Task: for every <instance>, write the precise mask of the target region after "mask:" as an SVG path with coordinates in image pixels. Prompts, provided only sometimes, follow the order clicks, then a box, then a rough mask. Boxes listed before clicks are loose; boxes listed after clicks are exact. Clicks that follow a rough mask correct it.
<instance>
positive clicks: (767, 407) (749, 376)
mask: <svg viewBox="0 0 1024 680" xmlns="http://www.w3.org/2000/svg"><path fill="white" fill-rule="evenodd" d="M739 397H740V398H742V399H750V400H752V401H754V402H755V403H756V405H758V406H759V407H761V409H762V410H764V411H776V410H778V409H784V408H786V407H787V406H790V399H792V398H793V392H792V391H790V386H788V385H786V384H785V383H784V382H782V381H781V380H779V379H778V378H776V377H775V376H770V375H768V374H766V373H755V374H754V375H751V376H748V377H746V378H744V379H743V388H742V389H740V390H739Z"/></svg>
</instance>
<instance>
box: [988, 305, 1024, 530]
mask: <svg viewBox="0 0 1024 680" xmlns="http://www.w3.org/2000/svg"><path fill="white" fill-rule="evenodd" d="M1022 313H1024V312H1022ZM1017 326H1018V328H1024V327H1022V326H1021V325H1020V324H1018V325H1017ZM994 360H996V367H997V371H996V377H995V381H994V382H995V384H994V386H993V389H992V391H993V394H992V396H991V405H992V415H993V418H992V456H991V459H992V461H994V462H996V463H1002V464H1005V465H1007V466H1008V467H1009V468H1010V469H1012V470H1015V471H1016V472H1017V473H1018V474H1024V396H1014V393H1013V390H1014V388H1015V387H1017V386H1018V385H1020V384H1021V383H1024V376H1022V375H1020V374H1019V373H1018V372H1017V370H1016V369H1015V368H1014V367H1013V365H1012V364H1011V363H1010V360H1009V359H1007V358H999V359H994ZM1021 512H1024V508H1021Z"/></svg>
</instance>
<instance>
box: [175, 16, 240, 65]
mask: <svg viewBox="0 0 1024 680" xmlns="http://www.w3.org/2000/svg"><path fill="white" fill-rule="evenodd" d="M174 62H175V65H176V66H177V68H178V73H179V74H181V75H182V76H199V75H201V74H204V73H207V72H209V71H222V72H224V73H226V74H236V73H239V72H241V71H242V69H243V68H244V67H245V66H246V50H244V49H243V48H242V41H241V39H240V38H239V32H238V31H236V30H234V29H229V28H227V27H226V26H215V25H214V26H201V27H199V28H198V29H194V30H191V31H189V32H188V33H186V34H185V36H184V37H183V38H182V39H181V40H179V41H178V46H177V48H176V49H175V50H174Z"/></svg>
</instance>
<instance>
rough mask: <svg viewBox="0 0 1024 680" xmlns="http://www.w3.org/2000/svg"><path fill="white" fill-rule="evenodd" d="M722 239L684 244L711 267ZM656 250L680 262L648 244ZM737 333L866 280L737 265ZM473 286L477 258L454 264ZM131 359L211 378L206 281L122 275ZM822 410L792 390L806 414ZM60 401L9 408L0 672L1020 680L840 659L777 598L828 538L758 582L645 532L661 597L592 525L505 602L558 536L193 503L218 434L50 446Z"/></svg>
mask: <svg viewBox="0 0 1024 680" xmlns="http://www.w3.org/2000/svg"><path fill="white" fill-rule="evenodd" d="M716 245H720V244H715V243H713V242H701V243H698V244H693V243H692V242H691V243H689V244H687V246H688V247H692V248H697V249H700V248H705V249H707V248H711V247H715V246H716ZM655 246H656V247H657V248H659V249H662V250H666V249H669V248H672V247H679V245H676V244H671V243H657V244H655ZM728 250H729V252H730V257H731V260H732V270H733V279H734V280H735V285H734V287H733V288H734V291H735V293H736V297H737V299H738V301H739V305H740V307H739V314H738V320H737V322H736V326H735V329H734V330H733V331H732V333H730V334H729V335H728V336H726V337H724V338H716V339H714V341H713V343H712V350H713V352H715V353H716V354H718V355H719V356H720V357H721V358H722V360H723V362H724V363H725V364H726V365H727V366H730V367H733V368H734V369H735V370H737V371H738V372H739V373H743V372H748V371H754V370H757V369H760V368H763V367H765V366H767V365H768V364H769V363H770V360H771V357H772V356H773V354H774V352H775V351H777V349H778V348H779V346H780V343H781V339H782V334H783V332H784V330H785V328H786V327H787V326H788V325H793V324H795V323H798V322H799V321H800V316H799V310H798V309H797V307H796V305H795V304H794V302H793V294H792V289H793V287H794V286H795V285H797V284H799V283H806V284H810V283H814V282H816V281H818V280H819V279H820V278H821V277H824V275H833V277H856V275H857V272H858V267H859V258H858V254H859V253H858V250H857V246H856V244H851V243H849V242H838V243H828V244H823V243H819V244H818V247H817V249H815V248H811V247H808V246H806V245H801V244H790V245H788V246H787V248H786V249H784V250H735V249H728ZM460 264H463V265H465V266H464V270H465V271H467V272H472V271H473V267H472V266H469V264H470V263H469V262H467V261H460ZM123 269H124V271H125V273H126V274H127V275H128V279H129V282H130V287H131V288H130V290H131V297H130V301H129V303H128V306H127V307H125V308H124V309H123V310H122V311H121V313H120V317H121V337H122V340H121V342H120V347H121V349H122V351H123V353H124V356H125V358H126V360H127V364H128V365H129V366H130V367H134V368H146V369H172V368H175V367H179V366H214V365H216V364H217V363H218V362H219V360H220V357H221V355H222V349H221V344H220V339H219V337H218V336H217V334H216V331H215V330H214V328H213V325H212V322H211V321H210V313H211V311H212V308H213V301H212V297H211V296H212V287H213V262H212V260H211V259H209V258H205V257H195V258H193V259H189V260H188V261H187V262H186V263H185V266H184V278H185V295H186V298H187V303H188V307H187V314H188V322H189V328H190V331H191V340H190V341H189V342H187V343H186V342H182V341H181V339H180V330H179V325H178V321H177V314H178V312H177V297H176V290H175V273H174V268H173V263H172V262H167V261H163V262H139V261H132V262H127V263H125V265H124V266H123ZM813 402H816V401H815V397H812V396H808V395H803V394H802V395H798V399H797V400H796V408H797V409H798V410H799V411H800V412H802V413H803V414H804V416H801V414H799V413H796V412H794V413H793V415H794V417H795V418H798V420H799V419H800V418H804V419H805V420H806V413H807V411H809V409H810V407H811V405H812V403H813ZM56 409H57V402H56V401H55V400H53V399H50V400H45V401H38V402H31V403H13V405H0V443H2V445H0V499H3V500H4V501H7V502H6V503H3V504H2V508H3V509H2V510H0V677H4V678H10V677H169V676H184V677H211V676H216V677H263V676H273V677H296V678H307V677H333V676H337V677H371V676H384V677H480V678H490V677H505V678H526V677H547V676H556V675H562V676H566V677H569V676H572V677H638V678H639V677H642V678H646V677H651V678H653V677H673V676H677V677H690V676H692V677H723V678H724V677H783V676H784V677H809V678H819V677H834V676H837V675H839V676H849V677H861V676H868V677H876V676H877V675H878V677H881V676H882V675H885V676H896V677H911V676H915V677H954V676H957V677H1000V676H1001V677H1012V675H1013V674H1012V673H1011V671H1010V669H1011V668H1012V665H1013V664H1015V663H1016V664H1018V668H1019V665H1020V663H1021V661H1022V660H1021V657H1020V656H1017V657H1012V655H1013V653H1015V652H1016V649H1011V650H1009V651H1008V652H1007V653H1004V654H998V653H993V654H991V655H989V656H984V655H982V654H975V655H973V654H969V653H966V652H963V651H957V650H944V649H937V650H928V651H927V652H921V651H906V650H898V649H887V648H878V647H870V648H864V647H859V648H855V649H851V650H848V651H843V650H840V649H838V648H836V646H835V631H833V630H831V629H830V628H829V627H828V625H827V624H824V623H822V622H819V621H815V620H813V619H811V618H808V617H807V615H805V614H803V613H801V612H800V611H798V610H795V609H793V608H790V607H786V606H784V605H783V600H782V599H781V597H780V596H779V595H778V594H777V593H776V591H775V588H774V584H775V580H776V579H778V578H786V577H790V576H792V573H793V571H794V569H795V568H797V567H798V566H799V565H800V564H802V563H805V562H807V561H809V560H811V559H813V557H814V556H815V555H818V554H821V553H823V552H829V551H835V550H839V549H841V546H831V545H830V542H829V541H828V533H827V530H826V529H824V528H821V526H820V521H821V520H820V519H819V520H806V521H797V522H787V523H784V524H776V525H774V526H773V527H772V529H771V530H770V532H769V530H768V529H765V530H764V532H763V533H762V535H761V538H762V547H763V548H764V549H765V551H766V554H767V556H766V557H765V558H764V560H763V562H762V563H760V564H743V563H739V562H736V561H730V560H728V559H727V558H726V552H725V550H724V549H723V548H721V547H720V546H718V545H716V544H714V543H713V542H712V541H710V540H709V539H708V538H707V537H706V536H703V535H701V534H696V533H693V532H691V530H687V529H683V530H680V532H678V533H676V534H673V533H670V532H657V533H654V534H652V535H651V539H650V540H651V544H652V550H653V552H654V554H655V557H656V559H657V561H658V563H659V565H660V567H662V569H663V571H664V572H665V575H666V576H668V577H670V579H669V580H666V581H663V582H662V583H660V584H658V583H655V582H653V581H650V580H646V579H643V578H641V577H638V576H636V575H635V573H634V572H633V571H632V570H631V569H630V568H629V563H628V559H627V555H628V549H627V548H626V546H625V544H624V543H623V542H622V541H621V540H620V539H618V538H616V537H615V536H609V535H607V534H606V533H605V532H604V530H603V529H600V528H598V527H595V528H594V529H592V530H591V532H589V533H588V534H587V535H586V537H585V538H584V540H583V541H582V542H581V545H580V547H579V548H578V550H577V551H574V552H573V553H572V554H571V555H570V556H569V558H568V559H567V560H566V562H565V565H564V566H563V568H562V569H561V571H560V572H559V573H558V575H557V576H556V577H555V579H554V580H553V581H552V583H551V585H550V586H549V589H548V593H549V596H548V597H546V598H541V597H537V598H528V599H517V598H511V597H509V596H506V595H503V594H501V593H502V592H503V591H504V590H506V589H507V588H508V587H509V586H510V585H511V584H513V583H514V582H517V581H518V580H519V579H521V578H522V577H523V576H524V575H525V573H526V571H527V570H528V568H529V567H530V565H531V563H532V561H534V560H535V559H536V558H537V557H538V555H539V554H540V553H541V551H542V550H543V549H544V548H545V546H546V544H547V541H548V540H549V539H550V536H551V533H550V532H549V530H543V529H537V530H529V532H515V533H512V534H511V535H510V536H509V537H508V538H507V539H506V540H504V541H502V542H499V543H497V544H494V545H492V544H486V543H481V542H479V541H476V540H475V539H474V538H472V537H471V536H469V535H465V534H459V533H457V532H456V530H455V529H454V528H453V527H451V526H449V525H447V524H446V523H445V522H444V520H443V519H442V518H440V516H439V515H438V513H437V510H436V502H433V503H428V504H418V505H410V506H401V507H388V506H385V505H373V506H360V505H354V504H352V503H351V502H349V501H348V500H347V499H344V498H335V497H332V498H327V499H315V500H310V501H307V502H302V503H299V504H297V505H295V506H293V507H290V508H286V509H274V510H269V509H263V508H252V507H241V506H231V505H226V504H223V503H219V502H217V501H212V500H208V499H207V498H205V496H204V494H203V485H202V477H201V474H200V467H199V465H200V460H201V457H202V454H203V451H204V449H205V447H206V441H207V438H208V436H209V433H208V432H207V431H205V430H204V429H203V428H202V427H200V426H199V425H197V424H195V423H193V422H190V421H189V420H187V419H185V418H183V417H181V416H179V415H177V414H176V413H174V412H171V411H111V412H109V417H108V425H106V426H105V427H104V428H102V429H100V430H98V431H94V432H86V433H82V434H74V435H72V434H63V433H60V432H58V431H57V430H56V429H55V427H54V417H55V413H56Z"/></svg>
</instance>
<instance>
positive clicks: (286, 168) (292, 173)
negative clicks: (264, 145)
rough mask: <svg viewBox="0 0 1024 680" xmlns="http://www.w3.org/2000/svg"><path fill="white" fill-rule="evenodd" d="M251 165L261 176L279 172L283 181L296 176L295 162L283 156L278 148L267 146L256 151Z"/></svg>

# # # # # # #

--- Activity ---
Reply with exactly the lines above from the one that contains "positive clicks: (286, 168) (292, 173)" through the final line of the material, and with nothing else.

--- Reply to the task ---
positive clicks: (286, 168) (292, 173)
negative clicks: (264, 145)
rough mask: <svg viewBox="0 0 1024 680" xmlns="http://www.w3.org/2000/svg"><path fill="white" fill-rule="evenodd" d="M251 165L261 176L279 172L283 181L296 176L295 162L283 156L278 148L267 146L256 151Z"/></svg>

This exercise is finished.